Exercise goal:
Only the lines from the top of the material through the line containing "Target: green grass" should be restated, each one exactly.
(Exercise materials begins)
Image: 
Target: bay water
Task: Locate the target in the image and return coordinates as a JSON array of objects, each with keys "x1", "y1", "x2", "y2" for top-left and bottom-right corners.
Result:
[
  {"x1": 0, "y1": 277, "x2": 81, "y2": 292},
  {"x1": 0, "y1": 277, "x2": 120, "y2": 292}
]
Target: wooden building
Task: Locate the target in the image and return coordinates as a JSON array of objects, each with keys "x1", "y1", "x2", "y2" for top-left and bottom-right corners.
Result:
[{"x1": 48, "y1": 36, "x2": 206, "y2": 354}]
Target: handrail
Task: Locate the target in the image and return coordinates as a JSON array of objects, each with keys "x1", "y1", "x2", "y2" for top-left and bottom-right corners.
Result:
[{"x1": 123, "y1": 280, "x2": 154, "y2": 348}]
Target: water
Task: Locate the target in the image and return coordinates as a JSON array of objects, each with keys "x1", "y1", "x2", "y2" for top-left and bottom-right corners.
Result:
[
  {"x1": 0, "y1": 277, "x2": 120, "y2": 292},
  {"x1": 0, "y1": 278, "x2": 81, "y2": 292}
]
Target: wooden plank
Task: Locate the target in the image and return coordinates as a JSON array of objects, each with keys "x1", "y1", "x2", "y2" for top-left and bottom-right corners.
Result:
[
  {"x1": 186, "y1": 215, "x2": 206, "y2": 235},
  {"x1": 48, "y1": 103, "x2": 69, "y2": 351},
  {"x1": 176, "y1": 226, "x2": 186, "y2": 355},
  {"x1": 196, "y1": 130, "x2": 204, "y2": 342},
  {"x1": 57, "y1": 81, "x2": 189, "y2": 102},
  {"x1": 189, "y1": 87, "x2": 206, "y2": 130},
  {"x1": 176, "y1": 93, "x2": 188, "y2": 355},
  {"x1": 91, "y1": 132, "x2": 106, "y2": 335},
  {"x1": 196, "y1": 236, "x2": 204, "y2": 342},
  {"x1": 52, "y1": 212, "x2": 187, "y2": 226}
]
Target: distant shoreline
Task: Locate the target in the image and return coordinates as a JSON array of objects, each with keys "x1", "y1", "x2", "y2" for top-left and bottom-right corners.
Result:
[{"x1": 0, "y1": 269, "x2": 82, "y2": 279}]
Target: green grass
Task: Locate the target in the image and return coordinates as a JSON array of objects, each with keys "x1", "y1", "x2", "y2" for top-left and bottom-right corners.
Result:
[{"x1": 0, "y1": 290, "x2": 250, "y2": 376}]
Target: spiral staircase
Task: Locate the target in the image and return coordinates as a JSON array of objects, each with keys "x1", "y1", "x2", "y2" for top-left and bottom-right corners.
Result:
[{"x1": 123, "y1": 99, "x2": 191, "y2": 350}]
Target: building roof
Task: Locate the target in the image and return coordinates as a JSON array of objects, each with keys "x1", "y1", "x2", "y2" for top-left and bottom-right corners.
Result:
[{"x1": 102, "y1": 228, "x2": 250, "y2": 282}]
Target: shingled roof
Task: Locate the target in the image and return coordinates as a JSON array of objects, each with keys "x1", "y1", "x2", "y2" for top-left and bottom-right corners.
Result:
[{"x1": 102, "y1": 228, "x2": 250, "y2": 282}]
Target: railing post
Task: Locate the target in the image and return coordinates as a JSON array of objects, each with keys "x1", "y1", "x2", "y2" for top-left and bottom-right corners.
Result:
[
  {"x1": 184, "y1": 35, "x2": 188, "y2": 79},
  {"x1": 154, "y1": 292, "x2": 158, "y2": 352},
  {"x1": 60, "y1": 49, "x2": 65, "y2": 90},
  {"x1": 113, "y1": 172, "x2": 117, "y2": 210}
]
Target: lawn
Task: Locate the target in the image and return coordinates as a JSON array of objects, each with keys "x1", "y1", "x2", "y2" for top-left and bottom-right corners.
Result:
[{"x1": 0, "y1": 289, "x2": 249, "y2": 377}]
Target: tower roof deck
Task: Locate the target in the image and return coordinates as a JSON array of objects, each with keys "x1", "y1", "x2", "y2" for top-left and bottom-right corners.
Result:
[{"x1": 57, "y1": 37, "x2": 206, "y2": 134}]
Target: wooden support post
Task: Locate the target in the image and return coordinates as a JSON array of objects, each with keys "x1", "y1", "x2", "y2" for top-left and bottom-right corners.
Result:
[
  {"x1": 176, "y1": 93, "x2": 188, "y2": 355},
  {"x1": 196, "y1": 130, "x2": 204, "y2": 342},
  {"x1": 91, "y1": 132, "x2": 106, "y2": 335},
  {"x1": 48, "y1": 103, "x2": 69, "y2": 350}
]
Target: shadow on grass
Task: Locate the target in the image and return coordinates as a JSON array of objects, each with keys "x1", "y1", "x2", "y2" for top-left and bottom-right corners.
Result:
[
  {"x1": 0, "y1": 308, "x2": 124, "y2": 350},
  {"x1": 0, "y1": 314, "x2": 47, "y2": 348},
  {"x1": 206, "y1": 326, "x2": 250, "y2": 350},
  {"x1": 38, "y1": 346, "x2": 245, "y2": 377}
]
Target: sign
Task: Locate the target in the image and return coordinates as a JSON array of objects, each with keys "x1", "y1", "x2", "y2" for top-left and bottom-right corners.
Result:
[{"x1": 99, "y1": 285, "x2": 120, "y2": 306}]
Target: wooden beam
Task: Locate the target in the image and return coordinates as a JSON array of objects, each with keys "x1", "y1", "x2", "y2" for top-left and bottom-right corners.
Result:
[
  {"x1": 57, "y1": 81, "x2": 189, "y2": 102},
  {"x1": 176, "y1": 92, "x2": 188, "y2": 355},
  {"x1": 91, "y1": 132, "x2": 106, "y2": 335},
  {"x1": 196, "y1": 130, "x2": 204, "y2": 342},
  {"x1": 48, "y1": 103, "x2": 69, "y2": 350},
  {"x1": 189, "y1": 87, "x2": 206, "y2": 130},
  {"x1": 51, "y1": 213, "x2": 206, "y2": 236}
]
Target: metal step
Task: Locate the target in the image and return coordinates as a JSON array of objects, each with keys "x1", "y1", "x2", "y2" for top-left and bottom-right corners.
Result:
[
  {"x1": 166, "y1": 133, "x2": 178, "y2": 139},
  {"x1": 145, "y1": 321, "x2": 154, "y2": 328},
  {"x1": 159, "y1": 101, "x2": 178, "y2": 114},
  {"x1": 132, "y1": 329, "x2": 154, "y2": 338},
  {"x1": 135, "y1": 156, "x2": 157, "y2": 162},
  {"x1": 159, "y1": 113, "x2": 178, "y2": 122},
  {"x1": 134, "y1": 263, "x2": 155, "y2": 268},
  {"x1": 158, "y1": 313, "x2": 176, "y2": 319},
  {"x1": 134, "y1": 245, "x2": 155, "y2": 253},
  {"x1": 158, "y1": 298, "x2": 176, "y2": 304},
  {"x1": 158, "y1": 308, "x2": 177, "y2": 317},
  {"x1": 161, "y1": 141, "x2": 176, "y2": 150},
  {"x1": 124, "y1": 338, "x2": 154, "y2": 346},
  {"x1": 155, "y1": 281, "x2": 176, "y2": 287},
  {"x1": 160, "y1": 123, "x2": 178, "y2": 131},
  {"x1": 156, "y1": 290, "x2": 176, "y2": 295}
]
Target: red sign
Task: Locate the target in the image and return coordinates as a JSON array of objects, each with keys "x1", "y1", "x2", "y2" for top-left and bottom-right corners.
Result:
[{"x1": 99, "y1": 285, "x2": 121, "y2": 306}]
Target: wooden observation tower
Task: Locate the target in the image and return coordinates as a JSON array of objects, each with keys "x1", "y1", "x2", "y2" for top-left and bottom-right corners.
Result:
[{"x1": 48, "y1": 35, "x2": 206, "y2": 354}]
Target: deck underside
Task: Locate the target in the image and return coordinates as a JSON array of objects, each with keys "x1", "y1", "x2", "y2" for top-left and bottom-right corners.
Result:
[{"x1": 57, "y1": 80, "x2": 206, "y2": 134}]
(Exercise materials ends)
Solution:
Image: 
Target: bay water
Task: Locate the target in the image and return coordinates as a JSON array of objects, each with keys "x1", "y1", "x2", "y2" for top-left and bottom-right corners.
Result:
[
  {"x1": 0, "y1": 277, "x2": 81, "y2": 292},
  {"x1": 0, "y1": 277, "x2": 120, "y2": 292}
]
Target: wooden building
Task: Locate the target in the image and return coordinates as a JSON array of objects, each with keys "x1", "y1", "x2", "y2" for top-left and bottom-right corners.
Result:
[{"x1": 48, "y1": 36, "x2": 206, "y2": 354}]
Target: handrail
Task: Locate the target in the image and return coordinates as a JSON array of objects, each with keys "x1", "y1", "x2", "y2" for top-left and bottom-right corners.
Result:
[{"x1": 123, "y1": 280, "x2": 154, "y2": 348}]
Target: water
Task: Locate the target in the image and return coordinates as a JSON array of objects, each with keys "x1", "y1", "x2", "y2" for top-left and bottom-right corners.
Result:
[
  {"x1": 0, "y1": 277, "x2": 120, "y2": 292},
  {"x1": 0, "y1": 278, "x2": 81, "y2": 292}
]
Target: wooden plank
Task: Locate the target in the image and return coordinates as a JSON array of objects, each with keys "x1", "y1", "x2", "y2" for top-left and bottom-right corners.
Result:
[
  {"x1": 186, "y1": 215, "x2": 206, "y2": 235},
  {"x1": 48, "y1": 103, "x2": 69, "y2": 351},
  {"x1": 176, "y1": 226, "x2": 186, "y2": 355},
  {"x1": 196, "y1": 130, "x2": 204, "y2": 342},
  {"x1": 57, "y1": 81, "x2": 189, "y2": 102},
  {"x1": 189, "y1": 87, "x2": 206, "y2": 130},
  {"x1": 176, "y1": 93, "x2": 188, "y2": 355},
  {"x1": 91, "y1": 132, "x2": 106, "y2": 335},
  {"x1": 196, "y1": 236, "x2": 204, "y2": 342},
  {"x1": 52, "y1": 212, "x2": 187, "y2": 226}
]
Target: distant shoreline
Task: Locate the target in the image and return coordinates as a JSON array of objects, each with keys "x1", "y1", "x2", "y2" for top-left and bottom-right corners.
Result:
[{"x1": 0, "y1": 269, "x2": 82, "y2": 279}]
Target: green grass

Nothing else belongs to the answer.